··· DATA PROVIDED ···
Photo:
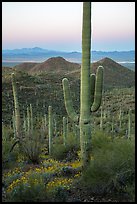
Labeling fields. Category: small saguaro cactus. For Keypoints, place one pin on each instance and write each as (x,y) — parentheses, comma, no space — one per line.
(91,89)
(129,123)
(64,130)
(50,128)
(16,108)
(101,119)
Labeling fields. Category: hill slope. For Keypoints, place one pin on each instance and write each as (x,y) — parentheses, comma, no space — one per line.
(115,75)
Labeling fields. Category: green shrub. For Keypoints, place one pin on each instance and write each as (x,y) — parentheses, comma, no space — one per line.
(8,158)
(27,189)
(62,152)
(112,167)
(32,147)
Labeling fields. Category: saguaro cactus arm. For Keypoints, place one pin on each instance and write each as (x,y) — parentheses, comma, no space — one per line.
(92,86)
(16,106)
(98,89)
(68,101)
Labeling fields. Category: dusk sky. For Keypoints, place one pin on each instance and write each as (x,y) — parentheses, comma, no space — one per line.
(58,25)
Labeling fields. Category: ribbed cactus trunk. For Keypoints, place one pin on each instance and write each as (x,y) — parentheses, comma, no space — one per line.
(91,89)
(64,131)
(85,103)
(50,128)
(16,108)
(129,124)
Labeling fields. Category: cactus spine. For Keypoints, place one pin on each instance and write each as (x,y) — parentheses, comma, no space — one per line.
(64,131)
(91,89)
(50,128)
(16,107)
(101,119)
(129,123)
(120,118)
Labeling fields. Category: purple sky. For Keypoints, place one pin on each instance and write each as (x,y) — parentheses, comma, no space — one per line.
(57,25)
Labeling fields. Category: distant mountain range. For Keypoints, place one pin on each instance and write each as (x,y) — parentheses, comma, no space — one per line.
(37,54)
(115,75)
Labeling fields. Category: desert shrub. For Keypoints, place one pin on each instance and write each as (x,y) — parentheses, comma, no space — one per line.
(8,157)
(32,147)
(58,189)
(27,189)
(59,151)
(65,152)
(112,167)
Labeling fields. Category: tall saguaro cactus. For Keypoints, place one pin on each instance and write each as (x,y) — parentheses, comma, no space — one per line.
(50,128)
(16,107)
(91,89)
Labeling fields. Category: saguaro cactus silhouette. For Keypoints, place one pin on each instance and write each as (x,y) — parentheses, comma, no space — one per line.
(16,107)
(50,130)
(91,89)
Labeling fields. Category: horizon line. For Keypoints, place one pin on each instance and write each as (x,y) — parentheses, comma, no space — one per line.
(66,51)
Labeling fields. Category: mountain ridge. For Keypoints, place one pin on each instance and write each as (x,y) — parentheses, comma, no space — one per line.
(37,54)
(114,73)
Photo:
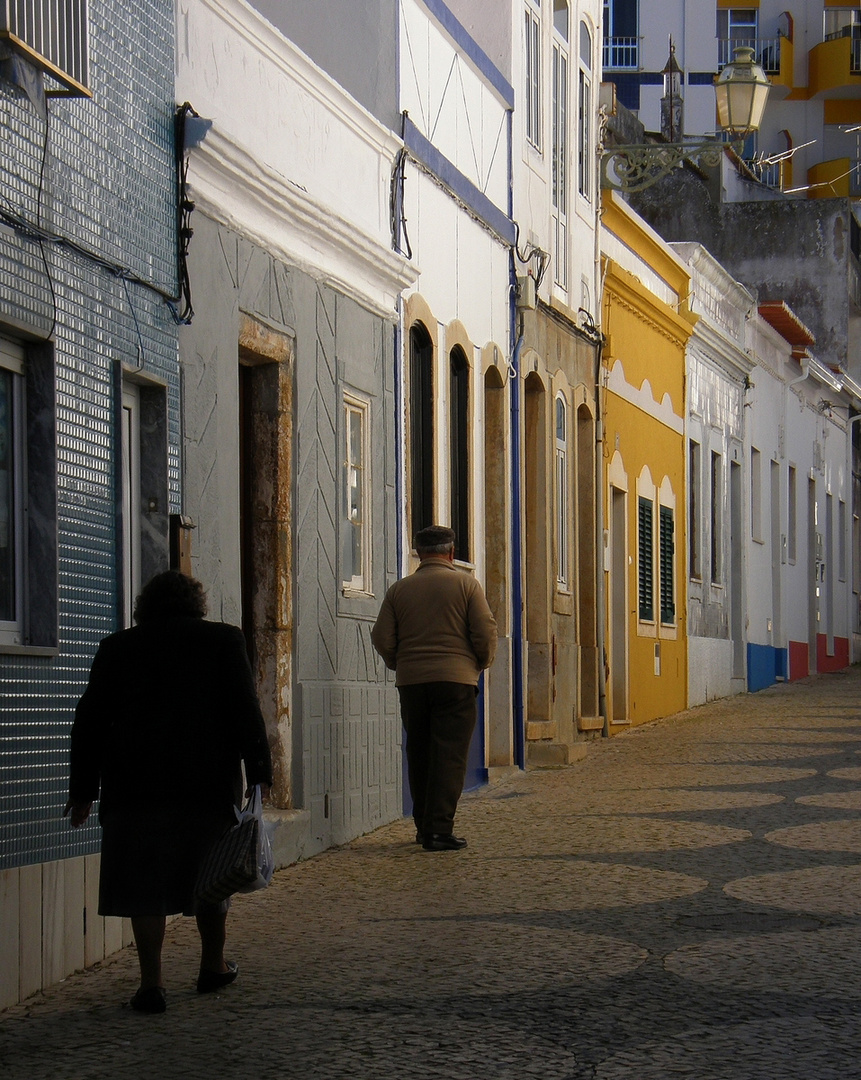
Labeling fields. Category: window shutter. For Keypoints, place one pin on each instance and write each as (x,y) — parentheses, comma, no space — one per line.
(668,563)
(646,559)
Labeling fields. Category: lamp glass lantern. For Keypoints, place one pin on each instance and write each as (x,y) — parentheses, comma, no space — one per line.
(741,92)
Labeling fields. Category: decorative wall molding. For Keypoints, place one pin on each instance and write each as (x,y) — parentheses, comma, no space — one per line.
(234,189)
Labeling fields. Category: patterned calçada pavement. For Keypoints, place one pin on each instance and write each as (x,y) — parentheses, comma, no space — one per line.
(684,902)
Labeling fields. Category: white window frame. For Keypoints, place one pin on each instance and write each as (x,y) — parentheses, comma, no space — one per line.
(584,156)
(12,356)
(560,159)
(695,510)
(562,491)
(756,496)
(354,405)
(54,36)
(716,531)
(533,75)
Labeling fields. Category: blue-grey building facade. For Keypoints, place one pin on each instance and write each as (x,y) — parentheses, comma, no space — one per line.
(90,467)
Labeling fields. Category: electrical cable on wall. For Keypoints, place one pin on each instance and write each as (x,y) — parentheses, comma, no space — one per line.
(37,233)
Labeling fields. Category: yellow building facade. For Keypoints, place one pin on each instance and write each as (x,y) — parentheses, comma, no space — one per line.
(646,324)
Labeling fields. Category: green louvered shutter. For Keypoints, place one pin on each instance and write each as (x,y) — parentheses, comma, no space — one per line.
(668,565)
(646,558)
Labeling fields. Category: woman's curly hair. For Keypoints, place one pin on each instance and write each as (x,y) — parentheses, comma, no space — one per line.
(171,595)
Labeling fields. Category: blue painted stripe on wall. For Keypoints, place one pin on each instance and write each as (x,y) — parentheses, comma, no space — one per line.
(458,32)
(459,185)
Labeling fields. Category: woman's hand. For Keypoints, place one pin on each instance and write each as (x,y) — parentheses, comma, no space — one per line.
(80,811)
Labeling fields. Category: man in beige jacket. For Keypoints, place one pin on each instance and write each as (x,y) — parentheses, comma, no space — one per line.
(436,632)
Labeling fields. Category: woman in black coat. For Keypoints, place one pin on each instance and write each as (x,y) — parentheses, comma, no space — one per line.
(167,716)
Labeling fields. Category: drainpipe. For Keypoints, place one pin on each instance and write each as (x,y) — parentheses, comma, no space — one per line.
(516,554)
(601,578)
(516,567)
(400,435)
(601,604)
(850,501)
(799,378)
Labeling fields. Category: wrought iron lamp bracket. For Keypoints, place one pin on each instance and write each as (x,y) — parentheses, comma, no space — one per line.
(636,167)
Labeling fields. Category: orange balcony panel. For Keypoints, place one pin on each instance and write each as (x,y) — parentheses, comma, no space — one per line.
(782,82)
(834,68)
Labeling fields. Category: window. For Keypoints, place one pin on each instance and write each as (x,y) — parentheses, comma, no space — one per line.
(695,511)
(736,26)
(53,36)
(667,552)
(12,501)
(756,495)
(28,505)
(621,35)
(420,428)
(584,157)
(533,49)
(357,521)
(562,493)
(458,392)
(646,558)
(716,500)
(792,514)
(560,170)
(842,23)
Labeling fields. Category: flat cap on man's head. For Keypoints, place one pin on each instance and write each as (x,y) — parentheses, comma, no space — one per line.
(434,538)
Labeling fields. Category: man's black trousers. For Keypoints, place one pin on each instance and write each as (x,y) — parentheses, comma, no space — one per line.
(439,720)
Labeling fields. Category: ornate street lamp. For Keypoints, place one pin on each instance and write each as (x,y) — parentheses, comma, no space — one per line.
(741,92)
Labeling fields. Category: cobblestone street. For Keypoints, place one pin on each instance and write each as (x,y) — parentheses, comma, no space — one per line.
(685,902)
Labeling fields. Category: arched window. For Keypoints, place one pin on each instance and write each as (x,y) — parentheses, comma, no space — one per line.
(459,461)
(420,429)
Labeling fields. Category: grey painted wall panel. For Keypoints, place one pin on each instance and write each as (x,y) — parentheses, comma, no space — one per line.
(346,733)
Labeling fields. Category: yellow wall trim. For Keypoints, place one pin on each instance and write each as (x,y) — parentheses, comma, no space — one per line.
(636,234)
(624,289)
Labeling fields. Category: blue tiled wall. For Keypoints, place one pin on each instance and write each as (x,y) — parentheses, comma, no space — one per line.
(105,179)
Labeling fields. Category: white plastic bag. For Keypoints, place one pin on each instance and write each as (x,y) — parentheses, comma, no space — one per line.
(266,863)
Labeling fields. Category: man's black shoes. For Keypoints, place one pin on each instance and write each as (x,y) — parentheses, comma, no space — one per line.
(443,841)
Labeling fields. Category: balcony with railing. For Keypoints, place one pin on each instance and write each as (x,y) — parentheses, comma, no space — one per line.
(621,54)
(834,65)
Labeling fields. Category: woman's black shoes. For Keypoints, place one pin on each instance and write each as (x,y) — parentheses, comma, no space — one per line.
(443,841)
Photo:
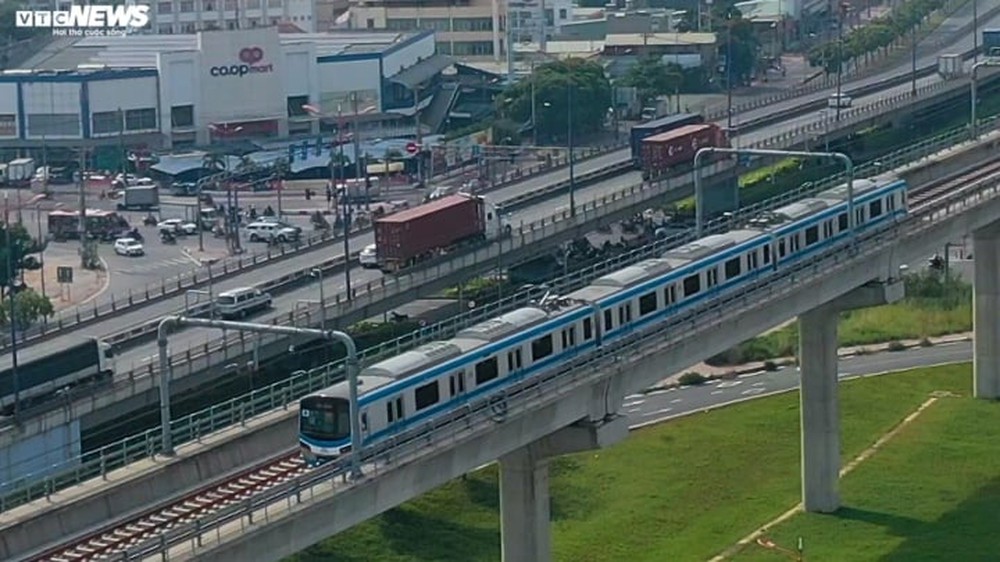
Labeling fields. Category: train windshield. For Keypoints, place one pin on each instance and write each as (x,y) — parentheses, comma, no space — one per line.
(325,418)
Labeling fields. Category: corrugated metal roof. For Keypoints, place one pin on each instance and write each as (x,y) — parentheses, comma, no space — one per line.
(426,209)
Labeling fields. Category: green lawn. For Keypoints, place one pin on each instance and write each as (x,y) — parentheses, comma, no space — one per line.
(689,489)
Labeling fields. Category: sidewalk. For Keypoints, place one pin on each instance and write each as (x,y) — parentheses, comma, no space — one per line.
(85,287)
(732,371)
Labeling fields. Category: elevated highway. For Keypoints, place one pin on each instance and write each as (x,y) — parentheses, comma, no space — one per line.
(577,406)
(206,357)
(912,236)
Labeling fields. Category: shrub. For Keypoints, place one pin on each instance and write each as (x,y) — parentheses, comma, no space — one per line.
(896,346)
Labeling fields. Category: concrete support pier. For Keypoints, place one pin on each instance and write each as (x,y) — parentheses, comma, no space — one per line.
(820,407)
(524,506)
(986,311)
(820,410)
(525,533)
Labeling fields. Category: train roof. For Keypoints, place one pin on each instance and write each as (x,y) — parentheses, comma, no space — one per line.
(839,193)
(800,209)
(708,245)
(366,383)
(498,328)
(415,359)
(634,274)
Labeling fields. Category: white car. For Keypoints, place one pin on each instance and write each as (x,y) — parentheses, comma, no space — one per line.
(177,226)
(368,258)
(129,247)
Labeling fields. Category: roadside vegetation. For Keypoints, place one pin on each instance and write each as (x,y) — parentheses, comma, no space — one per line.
(667,493)
(934,305)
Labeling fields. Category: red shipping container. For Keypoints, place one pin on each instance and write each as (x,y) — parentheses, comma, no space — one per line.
(406,236)
(666,150)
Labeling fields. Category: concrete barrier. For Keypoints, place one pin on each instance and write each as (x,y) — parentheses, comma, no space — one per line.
(143,485)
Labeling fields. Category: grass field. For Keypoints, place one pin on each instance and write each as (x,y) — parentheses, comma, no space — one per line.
(689,489)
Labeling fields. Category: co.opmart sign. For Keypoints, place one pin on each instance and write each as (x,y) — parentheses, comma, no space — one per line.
(250,58)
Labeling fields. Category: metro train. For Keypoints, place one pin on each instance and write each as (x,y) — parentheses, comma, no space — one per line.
(433,380)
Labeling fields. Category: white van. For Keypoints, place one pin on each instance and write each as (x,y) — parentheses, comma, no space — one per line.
(238,303)
(368,258)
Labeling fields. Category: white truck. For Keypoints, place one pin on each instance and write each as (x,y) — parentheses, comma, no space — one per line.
(950,66)
(20,172)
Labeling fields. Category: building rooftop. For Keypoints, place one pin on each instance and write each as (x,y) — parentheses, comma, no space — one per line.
(658,39)
(140,51)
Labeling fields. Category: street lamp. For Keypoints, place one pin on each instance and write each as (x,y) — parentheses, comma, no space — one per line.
(569,142)
(317,272)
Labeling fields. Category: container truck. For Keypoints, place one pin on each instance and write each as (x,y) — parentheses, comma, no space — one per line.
(407,237)
(42,372)
(140,198)
(950,66)
(674,148)
(991,42)
(20,172)
(656,127)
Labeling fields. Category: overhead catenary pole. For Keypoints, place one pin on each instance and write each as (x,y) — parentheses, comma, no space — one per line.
(699,195)
(352,364)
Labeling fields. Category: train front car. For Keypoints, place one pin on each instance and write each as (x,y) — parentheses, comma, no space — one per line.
(325,420)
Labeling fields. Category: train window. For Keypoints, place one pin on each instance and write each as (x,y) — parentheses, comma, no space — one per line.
(712,277)
(692,284)
(812,235)
(669,295)
(647,303)
(514,360)
(732,268)
(426,395)
(541,348)
(487,370)
(457,383)
(875,208)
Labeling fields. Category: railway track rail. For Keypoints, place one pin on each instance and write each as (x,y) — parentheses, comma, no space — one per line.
(114,540)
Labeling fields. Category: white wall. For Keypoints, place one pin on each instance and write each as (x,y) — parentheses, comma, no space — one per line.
(130,93)
(58,100)
(180,84)
(8,107)
(407,56)
(255,95)
(299,60)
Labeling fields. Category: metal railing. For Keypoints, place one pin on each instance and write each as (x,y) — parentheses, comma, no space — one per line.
(239,410)
(478,419)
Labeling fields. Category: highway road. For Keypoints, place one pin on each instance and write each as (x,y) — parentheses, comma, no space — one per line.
(333,286)
(661,405)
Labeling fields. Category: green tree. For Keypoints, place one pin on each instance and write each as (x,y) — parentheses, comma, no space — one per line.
(652,78)
(20,245)
(591,98)
(29,307)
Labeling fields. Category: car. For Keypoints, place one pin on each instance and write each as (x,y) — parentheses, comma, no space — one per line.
(839,100)
(267,231)
(177,226)
(368,258)
(129,247)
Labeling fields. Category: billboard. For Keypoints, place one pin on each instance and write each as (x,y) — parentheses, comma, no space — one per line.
(240,75)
···
_WHAT IS ASKED_. Copy out exactly the lines between the line with "Labeling fields. Category: green tree." and the last line of the entries, counting both of those lines.

_WRITTEN ANSWER_.
Labeling fields. Category: green tree. For Keypoints, place one pin on each instance and write each as (x,y) — parentheses, comma, no space — one per line.
(652,78)
(20,245)
(591,98)
(29,307)
Labeling fields. Category: car. For Keypoints, place one pin on each instance and write each as (x,y) — parentheses, comma, no space — one per line.
(839,100)
(267,231)
(177,226)
(368,258)
(129,247)
Labeling fields. Category: billboard. For Keypoints, place one pin on each instance and write each as (x,y) — parentheses, comma, no space — one per line.
(240,75)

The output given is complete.